→ **WHAT NEEDS TO BE DONE**
Extract every line in the entries below that contains the word "cantilever", and copy each one in full.

→ **DATASET**
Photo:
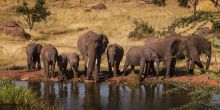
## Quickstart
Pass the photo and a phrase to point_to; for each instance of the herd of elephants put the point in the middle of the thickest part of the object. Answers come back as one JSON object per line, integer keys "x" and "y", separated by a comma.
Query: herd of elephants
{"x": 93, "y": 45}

...

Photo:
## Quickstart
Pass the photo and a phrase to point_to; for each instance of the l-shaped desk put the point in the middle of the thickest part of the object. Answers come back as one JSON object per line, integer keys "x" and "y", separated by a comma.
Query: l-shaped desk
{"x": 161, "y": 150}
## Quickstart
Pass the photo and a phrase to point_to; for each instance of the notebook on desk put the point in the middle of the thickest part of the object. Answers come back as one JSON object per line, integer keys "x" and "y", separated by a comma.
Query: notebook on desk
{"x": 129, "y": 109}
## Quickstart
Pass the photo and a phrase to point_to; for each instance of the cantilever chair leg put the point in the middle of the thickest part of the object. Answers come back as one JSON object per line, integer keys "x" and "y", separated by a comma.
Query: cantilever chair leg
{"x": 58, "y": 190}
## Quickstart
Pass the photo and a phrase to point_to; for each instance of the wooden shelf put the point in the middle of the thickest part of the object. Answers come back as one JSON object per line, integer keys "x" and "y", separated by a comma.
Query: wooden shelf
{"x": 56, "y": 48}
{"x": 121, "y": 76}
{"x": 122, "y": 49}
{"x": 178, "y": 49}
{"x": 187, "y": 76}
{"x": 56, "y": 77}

→ **RESPONSE**
Pass the photo and a phrase to point_to; for each instance of the cantilever chair leg put the point in the middle of the thickest part of the object. Answers come back as one JSON object per line, integer keys "x" and "y", separated by a comma.
Query: cantilever chair leg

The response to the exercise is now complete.